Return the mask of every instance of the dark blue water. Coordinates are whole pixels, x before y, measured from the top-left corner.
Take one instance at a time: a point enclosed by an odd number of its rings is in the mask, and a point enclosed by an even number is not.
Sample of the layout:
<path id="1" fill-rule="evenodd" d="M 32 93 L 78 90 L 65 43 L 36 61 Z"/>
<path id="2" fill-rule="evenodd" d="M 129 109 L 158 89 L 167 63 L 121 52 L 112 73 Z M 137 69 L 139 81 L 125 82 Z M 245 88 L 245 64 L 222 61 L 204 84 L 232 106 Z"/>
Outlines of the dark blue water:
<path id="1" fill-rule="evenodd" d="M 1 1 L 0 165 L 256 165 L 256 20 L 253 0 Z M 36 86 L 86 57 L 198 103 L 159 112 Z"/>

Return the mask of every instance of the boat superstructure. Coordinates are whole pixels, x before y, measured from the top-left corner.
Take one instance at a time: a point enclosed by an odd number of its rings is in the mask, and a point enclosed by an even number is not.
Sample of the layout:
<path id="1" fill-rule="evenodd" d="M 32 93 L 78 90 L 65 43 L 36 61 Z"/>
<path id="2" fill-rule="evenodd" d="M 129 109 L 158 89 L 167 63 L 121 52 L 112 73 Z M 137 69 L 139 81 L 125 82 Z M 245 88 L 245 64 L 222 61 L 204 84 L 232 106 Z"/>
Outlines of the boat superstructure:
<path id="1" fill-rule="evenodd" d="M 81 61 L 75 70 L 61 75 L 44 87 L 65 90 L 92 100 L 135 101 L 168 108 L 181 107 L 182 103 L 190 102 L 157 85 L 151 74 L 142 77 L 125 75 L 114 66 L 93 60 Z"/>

━━━━━━━━━━━━━━━━━━━━━━━━━━━━━━

— The exercise —
Substitute "object" for "instance" throughout the entries above, and leave everything else unchanged.

— The completed task —
Return the mask of every object of the dark blue water. Coordinates are whole pixels, x before y, measured from the top-left corner.
Take one object at a time: a point enclosed by an odd number of its rings is in the mask, and a point enclosed by an even number is not.
Sample of the layout:
<path id="1" fill-rule="evenodd" d="M 32 93 L 78 90 L 65 43 L 36 61 Z"/>
<path id="2" fill-rule="evenodd" d="M 129 109 L 158 89 L 167 63 L 121 52 L 112 73 Z M 137 69 L 139 81 L 125 82 Z M 245 88 L 245 64 L 222 61 L 204 84 L 232 106 Z"/>
Outlines of the dark blue water:
<path id="1" fill-rule="evenodd" d="M 1 1 L 0 165 L 256 165 L 256 20 L 253 0 Z M 36 86 L 86 57 L 198 103 L 159 112 Z"/>

Return the mask of every object of the boat superstructure. Coordinates are whole pixels, x before y, measured from the top-left corner.
Take one object at a time: a point enclosed by an odd number of its rings is in the mask, and a point enclosed by an even number is not.
Sample of the layout:
<path id="1" fill-rule="evenodd" d="M 32 93 L 78 90 L 65 43 L 36 61 Z"/>
<path id="2" fill-rule="evenodd" d="M 129 109 L 158 89 L 167 63 L 121 52 L 112 73 Z M 137 69 L 139 81 L 125 82 Z M 245 88 L 245 64 L 222 61 L 204 84 L 232 106 Z"/>
Outlines of the boat superstructure:
<path id="1" fill-rule="evenodd" d="M 81 61 L 75 70 L 61 75 L 44 87 L 65 90 L 92 100 L 135 101 L 168 108 L 181 107 L 182 103 L 190 102 L 157 85 L 151 74 L 142 77 L 125 75 L 114 66 L 93 60 Z"/>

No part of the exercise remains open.